Problem to work on:
In the article on Undertown, what does the body give as support for the headline's claim that the title brings the manga revolution to newspapers?

# START OF Source

Undertown Brings the Manga Revolution to Newspapers

January 9th, 2008 by Katherine Dacey

undertown.jpgFlip through the Sunday comics section of the Los Angeles Times, Denver Sun, or Seattle Post-Intelligencer, and you may notice a new black-and-white adventure series alongside more colorful fare like The Family Circus and For Better or Worse. That newcomer is Undertown, an OEL title by Jim Pascoe and Jake Myler. For the next six months, over fifty American newspapers will be serializing the entire first volume of this best-selling Tokyopop title.

# END OF Source
# START OF Given data

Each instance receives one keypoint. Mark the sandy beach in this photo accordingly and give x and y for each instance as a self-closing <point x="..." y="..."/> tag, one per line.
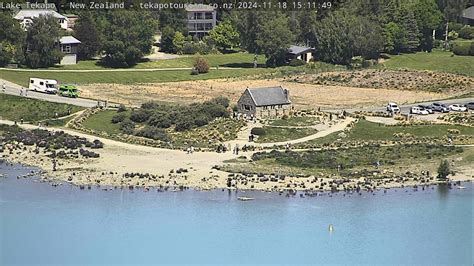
<point x="134" y="166"/>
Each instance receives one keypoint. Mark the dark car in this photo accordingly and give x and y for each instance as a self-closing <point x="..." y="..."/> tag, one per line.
<point x="426" y="107"/>
<point x="439" y="107"/>
<point x="470" y="105"/>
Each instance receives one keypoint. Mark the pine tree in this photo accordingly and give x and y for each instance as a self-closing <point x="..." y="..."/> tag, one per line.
<point x="86" y="31"/>
<point x="411" y="33"/>
<point x="42" y="42"/>
<point x="443" y="169"/>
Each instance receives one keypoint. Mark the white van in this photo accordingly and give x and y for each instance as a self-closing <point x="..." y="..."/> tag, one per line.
<point x="393" y="108"/>
<point x="43" y="85"/>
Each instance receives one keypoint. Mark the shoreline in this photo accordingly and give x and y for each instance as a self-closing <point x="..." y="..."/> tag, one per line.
<point x="41" y="177"/>
<point x="147" y="182"/>
<point x="134" y="166"/>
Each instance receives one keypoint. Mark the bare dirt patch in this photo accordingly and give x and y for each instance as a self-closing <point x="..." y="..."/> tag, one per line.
<point x="391" y="79"/>
<point x="302" y="95"/>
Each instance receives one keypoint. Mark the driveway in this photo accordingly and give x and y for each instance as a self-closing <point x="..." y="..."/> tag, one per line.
<point x="14" y="89"/>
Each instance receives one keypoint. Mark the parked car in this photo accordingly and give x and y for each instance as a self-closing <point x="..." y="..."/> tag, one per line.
<point x="470" y="106"/>
<point x="439" y="107"/>
<point x="68" y="91"/>
<point x="426" y="107"/>
<point x="457" y="107"/>
<point x="43" y="85"/>
<point x="418" y="111"/>
<point x="393" y="108"/>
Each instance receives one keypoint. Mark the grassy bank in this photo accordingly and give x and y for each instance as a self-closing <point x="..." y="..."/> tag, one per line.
<point x="366" y="131"/>
<point x="439" y="61"/>
<point x="127" y="77"/>
<point x="222" y="60"/>
<point x="353" y="162"/>
<point x="31" y="110"/>
<point x="278" y="134"/>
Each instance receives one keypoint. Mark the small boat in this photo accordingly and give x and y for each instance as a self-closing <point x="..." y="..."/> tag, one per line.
<point x="245" y="198"/>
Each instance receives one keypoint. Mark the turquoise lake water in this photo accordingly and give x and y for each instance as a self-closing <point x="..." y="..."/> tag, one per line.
<point x="45" y="225"/>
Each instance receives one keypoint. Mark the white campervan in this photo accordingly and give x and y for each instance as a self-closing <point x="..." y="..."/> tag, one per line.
<point x="43" y="85"/>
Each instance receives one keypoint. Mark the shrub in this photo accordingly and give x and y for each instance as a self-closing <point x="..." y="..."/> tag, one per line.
<point x="214" y="110"/>
<point x="121" y="108"/>
<point x="190" y="48"/>
<point x="201" y="65"/>
<point x="140" y="115"/>
<point x="467" y="32"/>
<point x="194" y="71"/>
<point x="118" y="118"/>
<point x="127" y="126"/>
<point x="153" y="133"/>
<point x="443" y="169"/>
<point x="184" y="123"/>
<point x="150" y="105"/>
<point x="160" y="119"/>
<point x="221" y="100"/>
<point x="463" y="48"/>
<point x="201" y="120"/>
<point x="296" y="62"/>
<point x="259" y="131"/>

# END OF Given data

Written answer:
Over fifty American newspapers, including the Los Angeles Times, Denver Sun, and Seattle Post-Intelligencer, will serialize the entire first volume of Undertown in their Sunday comics over the next six months. Undertown is a best-selling Tokyopop OEL title by Jim Pascoe and Jake Myler.